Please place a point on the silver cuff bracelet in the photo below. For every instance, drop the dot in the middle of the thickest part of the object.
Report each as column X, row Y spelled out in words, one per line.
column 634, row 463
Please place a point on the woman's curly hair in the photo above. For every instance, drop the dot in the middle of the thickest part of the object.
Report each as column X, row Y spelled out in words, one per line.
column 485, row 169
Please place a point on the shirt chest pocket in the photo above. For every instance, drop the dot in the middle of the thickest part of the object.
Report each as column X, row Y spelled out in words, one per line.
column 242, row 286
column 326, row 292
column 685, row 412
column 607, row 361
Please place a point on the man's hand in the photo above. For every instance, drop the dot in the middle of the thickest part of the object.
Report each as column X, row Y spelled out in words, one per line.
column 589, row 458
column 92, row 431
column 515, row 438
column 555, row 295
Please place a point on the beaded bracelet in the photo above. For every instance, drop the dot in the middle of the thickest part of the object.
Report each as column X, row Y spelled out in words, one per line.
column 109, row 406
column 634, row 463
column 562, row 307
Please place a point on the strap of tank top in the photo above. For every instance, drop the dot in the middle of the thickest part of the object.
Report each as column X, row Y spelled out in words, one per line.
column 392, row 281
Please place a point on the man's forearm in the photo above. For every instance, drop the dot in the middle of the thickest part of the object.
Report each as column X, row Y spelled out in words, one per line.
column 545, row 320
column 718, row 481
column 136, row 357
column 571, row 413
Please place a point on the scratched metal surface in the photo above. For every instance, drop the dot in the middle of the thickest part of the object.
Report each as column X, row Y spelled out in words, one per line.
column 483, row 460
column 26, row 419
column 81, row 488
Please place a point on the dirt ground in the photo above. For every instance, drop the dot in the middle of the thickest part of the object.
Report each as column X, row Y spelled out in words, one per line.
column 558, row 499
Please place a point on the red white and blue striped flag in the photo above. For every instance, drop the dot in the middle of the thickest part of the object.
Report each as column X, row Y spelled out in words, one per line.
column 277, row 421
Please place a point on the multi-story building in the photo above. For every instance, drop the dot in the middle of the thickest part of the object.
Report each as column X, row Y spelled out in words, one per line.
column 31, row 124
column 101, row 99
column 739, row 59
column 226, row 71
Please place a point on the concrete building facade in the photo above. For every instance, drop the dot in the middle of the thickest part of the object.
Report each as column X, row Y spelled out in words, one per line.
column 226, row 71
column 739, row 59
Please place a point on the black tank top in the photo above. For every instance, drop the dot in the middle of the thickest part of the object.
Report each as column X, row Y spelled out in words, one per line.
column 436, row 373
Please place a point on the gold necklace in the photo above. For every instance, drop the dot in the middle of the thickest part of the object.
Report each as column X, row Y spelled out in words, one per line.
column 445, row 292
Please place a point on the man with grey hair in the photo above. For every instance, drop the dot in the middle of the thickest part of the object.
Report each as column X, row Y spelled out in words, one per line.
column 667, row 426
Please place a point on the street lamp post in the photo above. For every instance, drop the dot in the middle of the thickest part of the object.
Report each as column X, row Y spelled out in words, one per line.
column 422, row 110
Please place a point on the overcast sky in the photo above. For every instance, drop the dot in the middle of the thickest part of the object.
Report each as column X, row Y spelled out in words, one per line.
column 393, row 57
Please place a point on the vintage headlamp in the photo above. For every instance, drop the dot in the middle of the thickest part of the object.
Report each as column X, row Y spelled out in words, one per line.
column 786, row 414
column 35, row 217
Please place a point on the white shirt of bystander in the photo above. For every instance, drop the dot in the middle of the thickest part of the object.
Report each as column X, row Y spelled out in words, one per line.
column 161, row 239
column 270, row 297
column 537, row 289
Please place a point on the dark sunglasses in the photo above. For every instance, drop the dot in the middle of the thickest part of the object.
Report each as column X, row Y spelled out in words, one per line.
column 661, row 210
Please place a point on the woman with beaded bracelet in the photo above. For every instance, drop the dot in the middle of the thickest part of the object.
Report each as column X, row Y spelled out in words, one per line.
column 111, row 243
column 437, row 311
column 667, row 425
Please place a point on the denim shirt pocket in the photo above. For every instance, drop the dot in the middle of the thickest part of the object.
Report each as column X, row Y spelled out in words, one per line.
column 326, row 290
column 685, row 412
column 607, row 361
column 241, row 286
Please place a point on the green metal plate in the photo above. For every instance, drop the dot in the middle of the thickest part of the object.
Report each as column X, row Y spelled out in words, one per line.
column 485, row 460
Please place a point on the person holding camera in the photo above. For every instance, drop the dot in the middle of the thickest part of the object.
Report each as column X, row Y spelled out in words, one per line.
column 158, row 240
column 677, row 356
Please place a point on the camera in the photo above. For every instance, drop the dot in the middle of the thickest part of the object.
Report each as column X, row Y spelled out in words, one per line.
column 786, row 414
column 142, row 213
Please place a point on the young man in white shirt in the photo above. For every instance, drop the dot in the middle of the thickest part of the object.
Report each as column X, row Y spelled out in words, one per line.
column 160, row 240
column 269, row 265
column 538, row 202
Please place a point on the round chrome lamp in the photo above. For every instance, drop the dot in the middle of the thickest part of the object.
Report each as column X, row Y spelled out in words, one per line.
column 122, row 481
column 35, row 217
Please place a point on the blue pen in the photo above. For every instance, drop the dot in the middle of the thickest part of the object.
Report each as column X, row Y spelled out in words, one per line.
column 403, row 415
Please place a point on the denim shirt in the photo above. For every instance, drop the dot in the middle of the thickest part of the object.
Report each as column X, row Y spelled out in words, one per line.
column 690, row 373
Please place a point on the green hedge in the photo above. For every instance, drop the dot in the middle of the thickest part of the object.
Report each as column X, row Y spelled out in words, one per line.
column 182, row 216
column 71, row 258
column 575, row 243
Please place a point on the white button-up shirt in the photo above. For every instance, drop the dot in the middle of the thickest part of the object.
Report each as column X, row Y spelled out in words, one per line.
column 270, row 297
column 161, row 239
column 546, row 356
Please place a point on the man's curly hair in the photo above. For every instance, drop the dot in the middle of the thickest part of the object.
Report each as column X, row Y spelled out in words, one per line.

Exercise aim ▸ Copy out the lines of the listing word for word, starting at the line that contains "Please place a point on the beaded" and ending with the line that contains "column 562, row 307".

Reply ▸
Please place a point on the beaded bracelet in the photo above. For every instance, drop the dot in the middle of the thickest part of the object.
Report each as column X, row Y spelled out in words, one per line.
column 109, row 406
column 634, row 463
column 562, row 307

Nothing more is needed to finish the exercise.